→ **GOAL OF THE EXERCISE**
Provide the records once more, identical to the original.
= = = = =
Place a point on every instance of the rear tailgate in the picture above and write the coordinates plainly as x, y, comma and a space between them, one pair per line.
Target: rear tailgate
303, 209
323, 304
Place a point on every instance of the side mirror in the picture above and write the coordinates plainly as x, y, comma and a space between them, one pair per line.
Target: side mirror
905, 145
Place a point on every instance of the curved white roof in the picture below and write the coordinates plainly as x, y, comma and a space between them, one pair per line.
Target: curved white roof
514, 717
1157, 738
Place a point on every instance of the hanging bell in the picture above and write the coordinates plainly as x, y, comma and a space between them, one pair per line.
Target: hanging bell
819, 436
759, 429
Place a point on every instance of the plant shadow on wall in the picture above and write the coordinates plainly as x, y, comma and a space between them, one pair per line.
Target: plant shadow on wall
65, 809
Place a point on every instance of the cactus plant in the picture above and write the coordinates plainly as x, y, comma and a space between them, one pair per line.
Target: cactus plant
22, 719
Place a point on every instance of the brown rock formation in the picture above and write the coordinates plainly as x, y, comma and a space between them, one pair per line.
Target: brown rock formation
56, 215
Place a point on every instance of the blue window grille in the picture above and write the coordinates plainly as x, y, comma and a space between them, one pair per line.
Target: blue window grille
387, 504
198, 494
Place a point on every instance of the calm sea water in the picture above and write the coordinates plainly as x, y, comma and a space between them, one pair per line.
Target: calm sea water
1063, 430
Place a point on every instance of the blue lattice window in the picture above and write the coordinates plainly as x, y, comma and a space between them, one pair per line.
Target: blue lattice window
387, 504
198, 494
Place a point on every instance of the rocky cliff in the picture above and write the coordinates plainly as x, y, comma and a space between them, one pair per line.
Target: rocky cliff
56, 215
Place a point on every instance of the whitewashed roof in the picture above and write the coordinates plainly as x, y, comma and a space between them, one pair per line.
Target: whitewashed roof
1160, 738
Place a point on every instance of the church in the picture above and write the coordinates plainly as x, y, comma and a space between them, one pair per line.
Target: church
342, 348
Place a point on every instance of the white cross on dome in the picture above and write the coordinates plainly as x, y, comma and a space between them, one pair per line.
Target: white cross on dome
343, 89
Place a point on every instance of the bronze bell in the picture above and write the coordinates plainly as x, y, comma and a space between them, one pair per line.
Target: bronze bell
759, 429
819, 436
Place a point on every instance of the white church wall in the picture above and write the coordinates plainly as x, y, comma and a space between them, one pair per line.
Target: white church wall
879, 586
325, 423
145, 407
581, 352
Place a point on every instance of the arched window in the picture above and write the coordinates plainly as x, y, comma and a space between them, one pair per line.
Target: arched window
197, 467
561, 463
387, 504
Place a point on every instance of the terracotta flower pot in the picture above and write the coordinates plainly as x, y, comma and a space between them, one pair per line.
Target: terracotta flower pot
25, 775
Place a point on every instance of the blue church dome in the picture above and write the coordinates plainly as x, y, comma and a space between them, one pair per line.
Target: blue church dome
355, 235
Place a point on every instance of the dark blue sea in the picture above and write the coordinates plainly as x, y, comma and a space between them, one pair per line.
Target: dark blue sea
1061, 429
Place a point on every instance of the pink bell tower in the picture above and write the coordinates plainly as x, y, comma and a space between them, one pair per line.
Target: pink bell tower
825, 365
= = = = =
→ **TASK SOLUTION**
Place a point on every instance of the rear tailgate in the picture above and write the coordinates plainly as x, y, comma and a space between them, one pair per line.
Target: rear tailgate
303, 209
323, 304
Place a point on every instance of the side mirror in the picture above and write the coordinates plainly as x, y, comma and a space between them, one pair per line.
Target: side mirror
905, 145
Place a point on every instance of the curved white roof in the picture below and write the coordinates plainly as x, y, comma and a space between them, one pair per line.
Target: curved white roof
514, 717
1157, 738
Place a point on every instance of the hanging bell in the picture above and write the coordinates plainly as x, y, comma and a space between them, one pair per line.
Target: hanging bell
819, 436
759, 429
Place a point on every instance of the plant shadow on wall in the picture above and write the coordinates plainly as x, y, comma and a space between them, one pair per line.
Target: plant shadow on wall
65, 809
Place a point on every instance of the cactus plant in the picture above and write the coordinates plainly as x, y, comma and a space between them, one pair per line.
Target: cactus plant
22, 719
Place a point on every instance of the brown rock formation in the picture above and write the coordinates plainly as x, y, comma and a space between them, one pair per line.
Target: brown rock formation
56, 215
Place a point on every instance of the blue window grille in the picture above and write the coordinates plainly as x, y, comma and a space between them, one pair per line.
Target: blue window grille
387, 504
198, 494
Place a point on every instance of the calm sea water in the picture above and write the coordinates plainly as x, y, comma and a space between them, one pair per line.
Target: calm sea water
1063, 430
Place a point on every instance of the blue lattice window in the picture above and write the coordinates plainly as x, y, comma and a space between them, one pair per line.
Target: blue lattice window
387, 504
198, 494
Place a point on every instance of the rocky cliff in the picture above and write the coordinates plainly as x, y, comma and a space between them, one pair per line.
Target: rocky cliff
56, 215
Place a point on every instance of the whitewashed roof in the picture above and write the coordinates plainly as x, y, comma and a space between them, one pair per line.
Target: whitewashed roof
1160, 738
Place a point on every instance of the church in the picture above and write the coordinates plainly as x, y, comma and a space between them, one pair per line.
Target: church
342, 348
Place a point on every instance of the white cross on dome in the picture above and write the coordinates plainly as x, y, comma and a space between them, one pair per line.
Target: white cross on dome
343, 89
Place a point on every instance of the bronze bell in the picture above and write the coordinates plainly as x, y, comma and a space between them, one pair per line.
Target: bronze bell
759, 429
819, 436
Place a point on every instance of the white church wall in the picture above and write the coordinates plainly as x, y, comma and a space between them, one pair per line.
Target: white church wall
879, 586
325, 423
145, 407
581, 352
Place a point on every instance of the arched window in the picture above and write the coordinates plainly as x, y, comma and a space between them, one pair per line.
Target: arched window
197, 467
561, 463
387, 504
Place a point on every instance of the terracotta flower pot in the picture above and write the coordinates plainly as x, y, comma and a space between them, one pair per line.
Target: terracotta flower pot
25, 775
Place a point on every instance of the blue church dome in the picture above and write the coordinates plainly as x, y, comma and a space between them, one pair per line.
Target: blue church dome
355, 235
Place a point on every instance of the dark blue sea in the picture above and write the coordinates plainly as x, y, comma and a space between them, one pair per line.
Target: dark blue sea
1061, 429
Place a point on every instance of the pink bell tower in the picture above and write the coordinates plainly as x, y, comma and a space between them, one pair per line.
Target: pink bell tower
825, 365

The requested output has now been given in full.